WRITTEN PROBLEM: Reproduce the data word for word, from its first line through the line containing "<point>58,24</point>", with both ends included. Leave the pictures out of your copy.

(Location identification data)

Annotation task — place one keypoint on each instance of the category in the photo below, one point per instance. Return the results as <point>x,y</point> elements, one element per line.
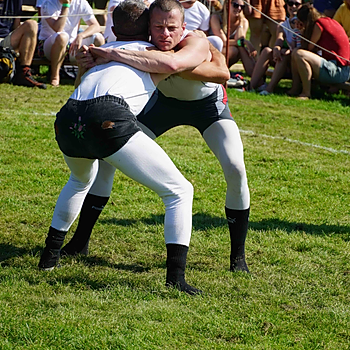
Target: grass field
<point>297,156</point>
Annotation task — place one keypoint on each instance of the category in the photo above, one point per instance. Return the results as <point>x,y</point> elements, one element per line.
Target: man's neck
<point>133,38</point>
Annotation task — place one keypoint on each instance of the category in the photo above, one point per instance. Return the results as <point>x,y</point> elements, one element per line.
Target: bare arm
<point>215,26</point>
<point>277,55</point>
<point>191,52</point>
<point>315,37</point>
<point>214,71</point>
<point>58,24</point>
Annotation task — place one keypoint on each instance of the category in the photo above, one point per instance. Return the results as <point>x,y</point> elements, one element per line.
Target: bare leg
<point>278,73</point>
<point>256,26</point>
<point>58,53</point>
<point>233,55</point>
<point>308,65</point>
<point>23,40</point>
<point>296,82</point>
<point>248,62</point>
<point>272,29</point>
<point>261,67</point>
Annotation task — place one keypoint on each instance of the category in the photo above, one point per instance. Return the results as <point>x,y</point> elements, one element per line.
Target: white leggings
<point>144,161</point>
<point>224,139</point>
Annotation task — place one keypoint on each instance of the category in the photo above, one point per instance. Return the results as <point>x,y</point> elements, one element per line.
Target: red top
<point>334,39</point>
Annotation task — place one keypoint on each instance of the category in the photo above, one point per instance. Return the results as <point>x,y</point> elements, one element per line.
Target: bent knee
<point>235,173</point>
<point>99,39</point>
<point>61,38</point>
<point>30,26</point>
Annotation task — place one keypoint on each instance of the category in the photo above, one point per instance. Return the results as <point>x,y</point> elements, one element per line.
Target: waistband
<point>100,99</point>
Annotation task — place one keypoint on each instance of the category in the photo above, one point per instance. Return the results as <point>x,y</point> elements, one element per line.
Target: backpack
<point>7,64</point>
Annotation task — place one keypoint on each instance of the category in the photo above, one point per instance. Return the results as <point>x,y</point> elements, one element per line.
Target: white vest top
<point>118,79</point>
<point>186,90</point>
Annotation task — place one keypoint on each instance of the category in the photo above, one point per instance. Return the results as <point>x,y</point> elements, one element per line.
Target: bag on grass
<point>7,64</point>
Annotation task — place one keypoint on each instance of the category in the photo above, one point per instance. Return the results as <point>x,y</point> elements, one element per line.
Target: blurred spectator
<point>21,38</point>
<point>59,33</point>
<point>342,16</point>
<point>271,8</point>
<point>239,47</point>
<point>327,7</point>
<point>108,34</point>
<point>100,5</point>
<point>197,17</point>
<point>332,66</point>
<point>280,55</point>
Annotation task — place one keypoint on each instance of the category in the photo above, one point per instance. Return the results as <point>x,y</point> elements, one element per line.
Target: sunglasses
<point>236,5</point>
<point>293,3</point>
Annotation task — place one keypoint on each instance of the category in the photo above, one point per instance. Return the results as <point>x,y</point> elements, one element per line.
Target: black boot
<point>176,264</point>
<point>238,226</point>
<point>51,254</point>
<point>91,210</point>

RESULT:
Annotation task — place one keypoint on each instance of the category in the photo below, one point per instance. Return the results as <point>x,y</point> elements, one element per line.
Target: grass field
<point>297,156</point>
Annotation task — place one keypoint on each instance of the category in the photo above, one point per instance. Return the results as <point>x,y</point> elements, one element per line.
Target: man's neck
<point>133,38</point>
Annotation task — place one keypoint on each instance of the category in the photo above, one point per instance. Return the results as <point>x,y</point> elements, one element per line.
Target: bare arm
<point>215,26</point>
<point>277,55</point>
<point>191,52</point>
<point>315,37</point>
<point>214,71</point>
<point>58,24</point>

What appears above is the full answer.